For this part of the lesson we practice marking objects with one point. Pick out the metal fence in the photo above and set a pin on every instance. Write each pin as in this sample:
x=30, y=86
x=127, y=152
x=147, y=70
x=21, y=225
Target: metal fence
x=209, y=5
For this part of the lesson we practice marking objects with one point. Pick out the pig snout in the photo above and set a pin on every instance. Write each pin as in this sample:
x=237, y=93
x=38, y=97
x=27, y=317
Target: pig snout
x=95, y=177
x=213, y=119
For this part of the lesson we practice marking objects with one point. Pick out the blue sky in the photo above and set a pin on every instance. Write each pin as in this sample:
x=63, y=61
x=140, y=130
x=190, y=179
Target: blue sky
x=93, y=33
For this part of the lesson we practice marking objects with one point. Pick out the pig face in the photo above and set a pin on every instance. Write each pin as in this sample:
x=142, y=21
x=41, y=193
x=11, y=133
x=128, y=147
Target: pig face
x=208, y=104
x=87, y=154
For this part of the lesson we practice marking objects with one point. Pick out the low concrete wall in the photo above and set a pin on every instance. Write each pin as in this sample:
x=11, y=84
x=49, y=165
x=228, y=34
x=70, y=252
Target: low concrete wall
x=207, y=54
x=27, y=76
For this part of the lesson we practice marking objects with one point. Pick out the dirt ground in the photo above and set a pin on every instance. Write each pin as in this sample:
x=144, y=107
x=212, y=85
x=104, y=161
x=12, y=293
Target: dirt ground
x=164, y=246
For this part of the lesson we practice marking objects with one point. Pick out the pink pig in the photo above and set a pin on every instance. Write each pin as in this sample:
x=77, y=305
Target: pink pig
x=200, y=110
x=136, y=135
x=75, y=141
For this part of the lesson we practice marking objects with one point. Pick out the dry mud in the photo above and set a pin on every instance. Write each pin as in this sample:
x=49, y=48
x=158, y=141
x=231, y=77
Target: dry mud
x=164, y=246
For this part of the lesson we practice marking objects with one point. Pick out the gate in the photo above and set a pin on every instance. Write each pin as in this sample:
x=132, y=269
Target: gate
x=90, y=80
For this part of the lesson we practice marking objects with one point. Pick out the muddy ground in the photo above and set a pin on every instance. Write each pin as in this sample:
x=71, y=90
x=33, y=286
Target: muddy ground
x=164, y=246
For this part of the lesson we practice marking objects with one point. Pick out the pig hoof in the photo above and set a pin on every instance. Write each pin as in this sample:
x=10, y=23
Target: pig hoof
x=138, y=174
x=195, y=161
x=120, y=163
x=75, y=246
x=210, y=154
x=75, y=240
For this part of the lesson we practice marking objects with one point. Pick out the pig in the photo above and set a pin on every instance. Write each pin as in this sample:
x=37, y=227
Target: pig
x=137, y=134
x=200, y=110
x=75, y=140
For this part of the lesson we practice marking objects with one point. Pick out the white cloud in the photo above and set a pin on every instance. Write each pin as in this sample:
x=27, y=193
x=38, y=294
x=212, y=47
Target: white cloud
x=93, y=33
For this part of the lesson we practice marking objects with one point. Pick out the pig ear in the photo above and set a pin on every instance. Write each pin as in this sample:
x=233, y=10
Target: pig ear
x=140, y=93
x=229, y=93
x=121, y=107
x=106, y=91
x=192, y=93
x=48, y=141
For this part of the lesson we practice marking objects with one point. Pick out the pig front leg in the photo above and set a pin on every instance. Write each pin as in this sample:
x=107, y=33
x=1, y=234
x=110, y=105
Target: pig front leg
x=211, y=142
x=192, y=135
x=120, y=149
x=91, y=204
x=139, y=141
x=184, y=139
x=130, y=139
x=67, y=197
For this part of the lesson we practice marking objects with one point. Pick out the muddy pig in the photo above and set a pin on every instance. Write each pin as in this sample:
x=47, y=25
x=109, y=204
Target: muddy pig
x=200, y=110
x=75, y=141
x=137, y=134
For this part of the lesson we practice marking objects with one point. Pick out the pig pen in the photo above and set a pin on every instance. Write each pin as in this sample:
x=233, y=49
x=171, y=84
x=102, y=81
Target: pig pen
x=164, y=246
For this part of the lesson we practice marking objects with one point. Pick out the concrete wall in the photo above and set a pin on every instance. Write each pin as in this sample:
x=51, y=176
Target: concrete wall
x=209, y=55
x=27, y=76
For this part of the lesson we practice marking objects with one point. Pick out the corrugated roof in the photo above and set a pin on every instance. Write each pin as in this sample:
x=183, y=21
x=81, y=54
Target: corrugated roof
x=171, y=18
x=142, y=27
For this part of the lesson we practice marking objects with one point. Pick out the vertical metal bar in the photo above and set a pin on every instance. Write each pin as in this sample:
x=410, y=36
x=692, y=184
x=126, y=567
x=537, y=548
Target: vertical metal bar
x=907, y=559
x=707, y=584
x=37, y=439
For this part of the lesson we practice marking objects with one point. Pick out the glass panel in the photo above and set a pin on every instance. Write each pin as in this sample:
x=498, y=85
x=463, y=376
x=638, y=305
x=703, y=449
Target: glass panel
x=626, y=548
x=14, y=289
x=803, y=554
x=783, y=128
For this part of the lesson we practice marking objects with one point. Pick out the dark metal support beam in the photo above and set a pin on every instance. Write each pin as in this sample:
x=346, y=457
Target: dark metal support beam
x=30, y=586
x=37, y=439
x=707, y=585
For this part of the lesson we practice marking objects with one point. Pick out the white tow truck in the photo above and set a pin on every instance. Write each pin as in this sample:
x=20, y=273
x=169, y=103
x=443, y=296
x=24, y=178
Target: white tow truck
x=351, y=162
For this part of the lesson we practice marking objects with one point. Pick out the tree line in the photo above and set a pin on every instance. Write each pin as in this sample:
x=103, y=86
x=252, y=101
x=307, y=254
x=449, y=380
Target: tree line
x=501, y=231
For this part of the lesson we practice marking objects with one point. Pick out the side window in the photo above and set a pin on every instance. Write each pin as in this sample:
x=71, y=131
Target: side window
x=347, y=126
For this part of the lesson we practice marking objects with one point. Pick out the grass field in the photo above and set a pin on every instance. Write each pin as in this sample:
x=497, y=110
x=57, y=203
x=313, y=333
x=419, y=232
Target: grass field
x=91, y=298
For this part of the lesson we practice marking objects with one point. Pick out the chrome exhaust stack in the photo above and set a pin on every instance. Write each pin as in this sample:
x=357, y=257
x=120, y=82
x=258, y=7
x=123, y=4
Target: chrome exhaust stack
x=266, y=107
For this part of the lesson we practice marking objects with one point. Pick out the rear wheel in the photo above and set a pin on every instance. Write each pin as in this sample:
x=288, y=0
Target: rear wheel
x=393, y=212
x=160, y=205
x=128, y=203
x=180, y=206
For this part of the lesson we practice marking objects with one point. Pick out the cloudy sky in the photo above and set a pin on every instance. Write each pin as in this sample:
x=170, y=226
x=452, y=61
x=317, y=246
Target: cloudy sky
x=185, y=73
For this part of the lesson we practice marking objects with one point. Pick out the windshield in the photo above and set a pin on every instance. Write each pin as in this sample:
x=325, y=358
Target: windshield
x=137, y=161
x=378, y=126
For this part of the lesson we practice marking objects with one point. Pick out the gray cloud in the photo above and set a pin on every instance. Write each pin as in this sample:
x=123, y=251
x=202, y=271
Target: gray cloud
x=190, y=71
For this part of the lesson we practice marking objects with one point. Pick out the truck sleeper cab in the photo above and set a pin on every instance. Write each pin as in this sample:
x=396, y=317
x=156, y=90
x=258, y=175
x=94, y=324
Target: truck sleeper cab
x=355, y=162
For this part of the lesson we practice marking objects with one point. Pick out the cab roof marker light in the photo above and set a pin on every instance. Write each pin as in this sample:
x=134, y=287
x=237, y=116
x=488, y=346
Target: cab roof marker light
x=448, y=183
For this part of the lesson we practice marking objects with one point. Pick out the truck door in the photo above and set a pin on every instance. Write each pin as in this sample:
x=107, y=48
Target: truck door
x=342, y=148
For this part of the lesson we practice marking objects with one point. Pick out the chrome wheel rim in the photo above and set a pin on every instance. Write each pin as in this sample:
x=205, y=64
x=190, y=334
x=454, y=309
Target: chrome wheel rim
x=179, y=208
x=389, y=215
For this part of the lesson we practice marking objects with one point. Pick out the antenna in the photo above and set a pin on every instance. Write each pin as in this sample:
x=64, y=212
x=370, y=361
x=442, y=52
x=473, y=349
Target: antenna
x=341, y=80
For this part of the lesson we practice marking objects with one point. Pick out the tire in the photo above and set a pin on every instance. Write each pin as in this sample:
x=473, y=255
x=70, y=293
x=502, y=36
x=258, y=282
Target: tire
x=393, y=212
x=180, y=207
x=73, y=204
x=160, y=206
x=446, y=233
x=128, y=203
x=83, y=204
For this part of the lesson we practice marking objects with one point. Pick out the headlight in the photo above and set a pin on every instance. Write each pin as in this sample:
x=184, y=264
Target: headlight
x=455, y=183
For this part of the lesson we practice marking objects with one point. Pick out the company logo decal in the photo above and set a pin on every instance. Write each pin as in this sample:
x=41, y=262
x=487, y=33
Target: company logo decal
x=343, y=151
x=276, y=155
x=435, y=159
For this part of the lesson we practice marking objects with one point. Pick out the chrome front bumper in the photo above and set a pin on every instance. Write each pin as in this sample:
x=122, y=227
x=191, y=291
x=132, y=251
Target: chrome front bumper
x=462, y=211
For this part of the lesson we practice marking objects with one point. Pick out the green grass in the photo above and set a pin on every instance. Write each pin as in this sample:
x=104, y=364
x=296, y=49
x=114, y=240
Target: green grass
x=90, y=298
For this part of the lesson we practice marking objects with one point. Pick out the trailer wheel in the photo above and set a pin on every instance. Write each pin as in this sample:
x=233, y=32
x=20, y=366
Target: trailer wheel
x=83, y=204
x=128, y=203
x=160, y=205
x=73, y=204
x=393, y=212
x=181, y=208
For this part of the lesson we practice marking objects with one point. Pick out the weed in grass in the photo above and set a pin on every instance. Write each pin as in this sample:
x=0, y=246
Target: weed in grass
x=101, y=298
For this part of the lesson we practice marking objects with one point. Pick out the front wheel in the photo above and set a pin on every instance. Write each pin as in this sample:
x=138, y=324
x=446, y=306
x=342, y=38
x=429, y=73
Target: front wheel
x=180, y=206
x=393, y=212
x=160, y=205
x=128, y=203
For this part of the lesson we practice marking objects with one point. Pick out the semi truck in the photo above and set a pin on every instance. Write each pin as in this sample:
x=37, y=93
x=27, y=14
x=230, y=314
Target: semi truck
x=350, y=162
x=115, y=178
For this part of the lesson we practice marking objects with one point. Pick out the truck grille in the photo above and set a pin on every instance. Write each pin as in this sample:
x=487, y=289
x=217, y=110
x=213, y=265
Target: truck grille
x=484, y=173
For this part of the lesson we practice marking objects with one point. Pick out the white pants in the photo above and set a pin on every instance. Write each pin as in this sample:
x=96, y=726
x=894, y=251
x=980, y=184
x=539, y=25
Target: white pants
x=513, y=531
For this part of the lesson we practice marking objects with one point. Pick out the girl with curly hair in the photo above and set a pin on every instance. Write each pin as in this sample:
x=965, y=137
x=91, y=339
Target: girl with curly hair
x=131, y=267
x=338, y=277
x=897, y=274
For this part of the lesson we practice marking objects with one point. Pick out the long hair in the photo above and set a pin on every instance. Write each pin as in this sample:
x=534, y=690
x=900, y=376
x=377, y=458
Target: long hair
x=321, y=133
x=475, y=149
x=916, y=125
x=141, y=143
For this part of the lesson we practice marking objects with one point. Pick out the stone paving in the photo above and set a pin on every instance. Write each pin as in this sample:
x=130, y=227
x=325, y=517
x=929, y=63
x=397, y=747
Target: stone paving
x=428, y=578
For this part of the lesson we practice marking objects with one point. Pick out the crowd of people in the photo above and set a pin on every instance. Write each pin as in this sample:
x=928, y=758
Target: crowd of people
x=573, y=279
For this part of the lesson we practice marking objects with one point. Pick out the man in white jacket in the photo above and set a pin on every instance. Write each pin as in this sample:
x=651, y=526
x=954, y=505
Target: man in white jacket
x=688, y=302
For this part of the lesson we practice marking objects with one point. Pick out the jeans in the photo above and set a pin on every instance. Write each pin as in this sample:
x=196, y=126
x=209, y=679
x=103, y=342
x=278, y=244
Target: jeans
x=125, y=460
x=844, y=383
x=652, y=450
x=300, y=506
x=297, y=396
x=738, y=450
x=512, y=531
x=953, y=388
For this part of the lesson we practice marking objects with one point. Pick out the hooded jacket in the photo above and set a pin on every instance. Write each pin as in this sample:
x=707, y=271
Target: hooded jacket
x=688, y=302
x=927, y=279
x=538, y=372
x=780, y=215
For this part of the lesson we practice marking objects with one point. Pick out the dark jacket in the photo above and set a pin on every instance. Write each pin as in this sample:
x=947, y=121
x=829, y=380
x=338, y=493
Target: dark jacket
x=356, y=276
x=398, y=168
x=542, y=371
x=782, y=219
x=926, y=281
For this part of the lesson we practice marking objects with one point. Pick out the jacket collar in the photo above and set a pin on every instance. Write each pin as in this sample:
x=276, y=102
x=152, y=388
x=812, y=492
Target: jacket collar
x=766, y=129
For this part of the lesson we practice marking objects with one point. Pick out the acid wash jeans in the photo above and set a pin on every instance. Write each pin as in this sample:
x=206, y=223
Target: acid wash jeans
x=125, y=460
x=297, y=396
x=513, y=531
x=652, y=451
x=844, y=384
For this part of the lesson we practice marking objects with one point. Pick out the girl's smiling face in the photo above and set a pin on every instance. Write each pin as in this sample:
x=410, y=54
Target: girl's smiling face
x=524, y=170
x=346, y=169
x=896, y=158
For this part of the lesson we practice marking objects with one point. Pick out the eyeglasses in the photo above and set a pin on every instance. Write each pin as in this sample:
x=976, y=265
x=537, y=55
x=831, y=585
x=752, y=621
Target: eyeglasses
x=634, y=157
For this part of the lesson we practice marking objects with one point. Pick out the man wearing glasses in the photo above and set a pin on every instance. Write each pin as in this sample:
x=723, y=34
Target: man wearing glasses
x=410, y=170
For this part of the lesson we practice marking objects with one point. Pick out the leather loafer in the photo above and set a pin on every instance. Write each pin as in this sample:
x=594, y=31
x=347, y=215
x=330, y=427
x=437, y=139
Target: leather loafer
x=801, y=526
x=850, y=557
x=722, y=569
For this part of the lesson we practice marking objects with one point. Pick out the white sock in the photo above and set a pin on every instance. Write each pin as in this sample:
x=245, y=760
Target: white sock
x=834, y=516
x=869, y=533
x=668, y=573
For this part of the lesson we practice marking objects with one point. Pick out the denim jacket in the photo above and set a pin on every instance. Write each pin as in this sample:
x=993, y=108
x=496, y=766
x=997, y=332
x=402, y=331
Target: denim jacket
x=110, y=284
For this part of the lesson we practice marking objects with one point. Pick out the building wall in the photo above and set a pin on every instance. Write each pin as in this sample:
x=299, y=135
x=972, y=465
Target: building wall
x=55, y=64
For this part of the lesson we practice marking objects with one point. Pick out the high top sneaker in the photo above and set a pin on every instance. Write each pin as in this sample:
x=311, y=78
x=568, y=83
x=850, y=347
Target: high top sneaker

* * * * * * * * *

SET EXERCISE ▸ Repeat the records word for word, from the line with "the chrome wheel" to the line with "x=341, y=80", including both of those lines.

RESULT ▸
For this part of the lesson we practice marking objects with one point. Pick out the chrome wheel rim in the photo above and set a pin on every instance. Write each pin as in this sample:
x=205, y=64
x=190, y=334
x=454, y=309
Target: chrome wheel rim
x=179, y=208
x=389, y=215
For this part of the lesson we practice marking objects with one point. Pick out the antenna in the photo above and set a pin on every instance. Write each pin as in this sample:
x=64, y=212
x=370, y=361
x=442, y=52
x=473, y=349
Target: antenna
x=341, y=80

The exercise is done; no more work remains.